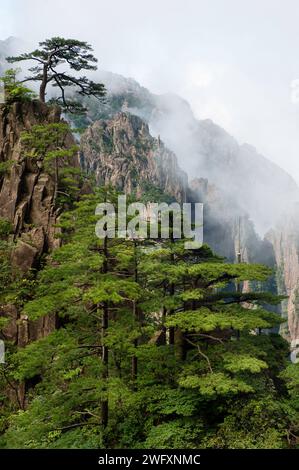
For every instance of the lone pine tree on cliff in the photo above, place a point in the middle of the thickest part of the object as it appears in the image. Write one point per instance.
(71, 53)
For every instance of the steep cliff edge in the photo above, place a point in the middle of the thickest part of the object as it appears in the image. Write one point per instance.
(26, 201)
(285, 241)
(122, 152)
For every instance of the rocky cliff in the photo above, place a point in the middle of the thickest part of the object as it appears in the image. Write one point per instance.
(122, 152)
(26, 201)
(285, 241)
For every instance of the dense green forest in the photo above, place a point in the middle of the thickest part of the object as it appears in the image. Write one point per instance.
(154, 346)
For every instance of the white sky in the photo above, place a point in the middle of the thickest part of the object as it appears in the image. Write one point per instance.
(233, 60)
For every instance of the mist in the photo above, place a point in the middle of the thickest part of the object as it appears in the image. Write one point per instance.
(231, 63)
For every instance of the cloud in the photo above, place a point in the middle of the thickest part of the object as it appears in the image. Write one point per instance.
(234, 61)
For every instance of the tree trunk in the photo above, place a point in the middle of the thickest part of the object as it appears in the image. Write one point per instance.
(134, 364)
(105, 351)
(43, 86)
(56, 176)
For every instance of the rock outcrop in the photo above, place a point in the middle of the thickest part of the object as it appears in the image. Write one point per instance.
(122, 152)
(285, 241)
(26, 201)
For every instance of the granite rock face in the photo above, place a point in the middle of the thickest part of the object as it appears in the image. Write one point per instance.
(26, 201)
(122, 152)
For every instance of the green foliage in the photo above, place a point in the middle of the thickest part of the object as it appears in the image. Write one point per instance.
(75, 56)
(14, 90)
(157, 334)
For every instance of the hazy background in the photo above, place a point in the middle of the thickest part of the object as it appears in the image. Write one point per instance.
(234, 61)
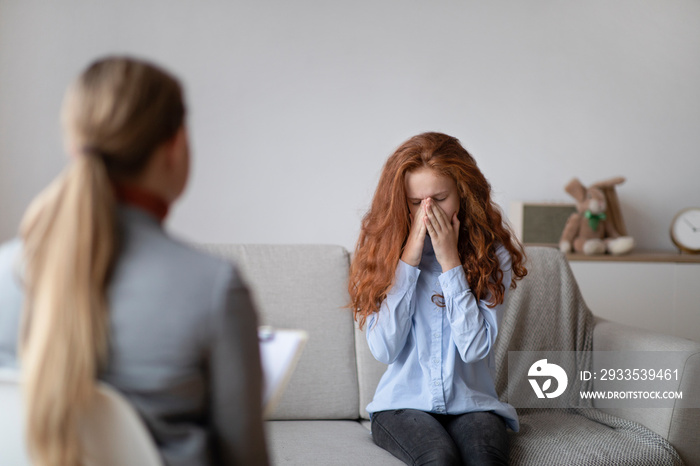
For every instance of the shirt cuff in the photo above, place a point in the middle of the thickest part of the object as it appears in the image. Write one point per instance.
(405, 277)
(454, 282)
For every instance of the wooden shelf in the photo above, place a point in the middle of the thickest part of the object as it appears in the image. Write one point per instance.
(639, 256)
(668, 256)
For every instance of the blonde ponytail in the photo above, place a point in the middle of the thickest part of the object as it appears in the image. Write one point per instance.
(69, 241)
(117, 114)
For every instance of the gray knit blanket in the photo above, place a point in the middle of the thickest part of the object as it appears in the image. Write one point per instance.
(551, 315)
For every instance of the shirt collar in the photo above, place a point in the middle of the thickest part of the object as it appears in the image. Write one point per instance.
(144, 199)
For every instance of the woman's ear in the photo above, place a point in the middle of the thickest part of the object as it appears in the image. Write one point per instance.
(576, 189)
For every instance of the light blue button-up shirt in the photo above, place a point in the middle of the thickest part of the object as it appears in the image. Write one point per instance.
(439, 358)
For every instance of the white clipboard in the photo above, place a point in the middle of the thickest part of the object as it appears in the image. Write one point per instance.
(280, 350)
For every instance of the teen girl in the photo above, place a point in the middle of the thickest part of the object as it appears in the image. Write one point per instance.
(95, 287)
(429, 277)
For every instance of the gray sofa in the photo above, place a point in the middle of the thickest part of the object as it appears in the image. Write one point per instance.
(321, 419)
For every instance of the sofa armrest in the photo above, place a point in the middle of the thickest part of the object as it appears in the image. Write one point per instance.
(680, 425)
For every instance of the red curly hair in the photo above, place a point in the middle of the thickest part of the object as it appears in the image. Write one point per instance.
(385, 227)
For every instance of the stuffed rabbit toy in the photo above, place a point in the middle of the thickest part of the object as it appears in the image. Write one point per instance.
(589, 230)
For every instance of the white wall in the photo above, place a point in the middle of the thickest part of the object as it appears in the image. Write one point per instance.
(296, 105)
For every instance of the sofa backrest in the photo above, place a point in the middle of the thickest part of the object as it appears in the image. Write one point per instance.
(305, 287)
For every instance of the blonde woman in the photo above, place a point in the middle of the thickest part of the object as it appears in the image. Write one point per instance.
(94, 288)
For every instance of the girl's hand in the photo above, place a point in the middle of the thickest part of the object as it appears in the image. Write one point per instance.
(413, 250)
(444, 233)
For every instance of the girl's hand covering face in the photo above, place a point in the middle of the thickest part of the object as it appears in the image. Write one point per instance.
(413, 250)
(444, 233)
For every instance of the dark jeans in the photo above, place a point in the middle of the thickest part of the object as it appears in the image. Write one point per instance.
(418, 438)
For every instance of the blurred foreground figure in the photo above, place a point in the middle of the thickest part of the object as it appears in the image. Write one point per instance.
(94, 288)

**TASK PROMPT**:
Transcribe all entries above exactly. Omit the pictures.

**ANSWER SPACE**:
For every instance of the lone pine tree on cliff in the photo above, place a point in the middle of the thickest part of the object as it appears in the image. Write one point per instance.
(71, 53)
For every instance of the steep cliff edge in the photo above, place a point in the middle of the thickest part of the object as it appears in the image. Write one point per instance.
(26, 201)
(285, 241)
(122, 152)
For every instance of the rocky cliff in the photo above, place a point in the middle of the thickest part of the object as it appears in the image. Write one point per instance.
(122, 152)
(26, 201)
(285, 241)
For every instance of the dense green forest in the photo above, place a point in the middle of the thickest part of the object as it appears in the image. Write one point per instance.
(154, 346)
For every instance of the white sky in the photo above, place a point in the middle of the thickest part of the object as it appears in the image. Write one point per instance.
(233, 60)
For every instance of the mist in the photo above, place a point in the middle of the thickest part of the object as it appears in the image. Write one point per instance.
(231, 63)
For every instance of the cloud in the photo above, place a point in the middle of the thickest part of the object as it appears in the image. Write one point per instance.
(234, 61)
For every instance of the tree trunk in the photo above, place a point in the middle of the thickest part of the object as it appears in the image. Write one point per instance.
(134, 364)
(105, 351)
(43, 86)
(56, 176)
For every instance of the rock outcrop in the photo above, place a point in the middle of the thickest part of the object as it appears in the image. Write one point per instance.
(122, 152)
(285, 241)
(26, 201)
For every instance of the granite rock face in the photo above, place a point in the middle of the thickest part of the object as it appears in the image. Write one point per instance.
(26, 201)
(122, 152)
For every instance of the green foliage in the photo above, place a point in the middle of the thickest part of the object as it appears in the image. Write one point per instance.
(75, 56)
(14, 90)
(157, 334)
For every instance of the hazy background in the photo above, place a point in the middle of the thickest part of the object as it appears in the image. Write one point per instance.
(234, 61)
For every instance of the shirt cuff in the photo above, place a point in the middle of the thickest part of the object as it appears in the image. Write one point per instance.
(405, 277)
(454, 282)
For every instance of the wooden shelf in the photo above, place a point in the middle of the thickest part of the object as it appears in the image. Write one point per instance.
(639, 256)
(668, 256)
For every instance of the blonde ponytail in the photo above, place a point in the middle of the thickest part of the object as it appears in the image. Write one point per instance.
(69, 241)
(117, 114)
For every instance of the gray knit blanket in the photo above, place a point in the middle of the thickest part of the object as it appears in the image. Write one point per instance.
(551, 315)
For every instance of the shirt collar in the photo above, place a point in the middle of the thickest part of the object as it appears in the image. Write one point per instance.
(144, 199)
For every instance of the woman's ear in the photo above, place a point in the middle of the thickest part of the object as it appears in the image. Write one point per instance.
(576, 189)
For every instance of the light blue button-up shirt in the photo above, place a point in the middle of the thickest part of the object as it appears in the image. Write one point per instance.
(439, 358)
For every instance of the white clipboard in the photo above, place a point in the middle of the thickest part of the object as it appears in the image. Write one point per instance.
(280, 350)
For every instance of the teen girl in the photo above, place a point in the middle of the thickest part of the object as it appears in the image. Write one point per instance.
(95, 287)
(429, 277)
For every instance of the gray sofa in the photo above, place a point in the middle of the thickest part of the object as it appears in the image. Write one point per instance.
(321, 419)
For every instance of the sofa armrest in the photo above, place a point in the middle of the thickest part of the object as it appears in the image. Write one point per instance.
(680, 425)
For every instance of the red curly hair in the photo above, place a point in the middle of the thickest part of the object as it appears in the image. Write one point per instance.
(385, 227)
For every instance of the stuffed rabbit toy in the photo above, place a point in the middle of the thickest part of the object as it appears in the image. Write one point per instance.
(589, 230)
For every instance of the white wall in the photo above, place a point in the middle of the thickest part of the object as it appears in the image. Write one point per instance.
(296, 105)
For every instance of the sofa backrest in the photo above, place a point in the middle of the thickest part of the object as it appears in the image. Write one point per instance.
(305, 287)
For every instance of the blonde woman in the photo above, place a point in the middle of the thickest part of the object as it appears in the image. Write one point per instance.
(94, 288)
For every instance of the girl's hand in the photo above, place a point in the middle of the thickest part of the object as it appears in the image. Write one point per instance.
(413, 250)
(444, 233)
For every instance of the girl's hand covering face in the photo above, place a point in the middle of the thickest part of the object as it appears in the image. Write one point per instance.
(413, 250)
(444, 233)
For every instance of the dark jeans in the photo above, place a point in the middle of the thickest part of the object as it appears in the image. Write one point per instance.
(418, 438)
For every instance of the blurred foreground figure in the photo above, place a point in the middle of the thickest part of the object as it appears in the image. Write one point per instance.
(94, 288)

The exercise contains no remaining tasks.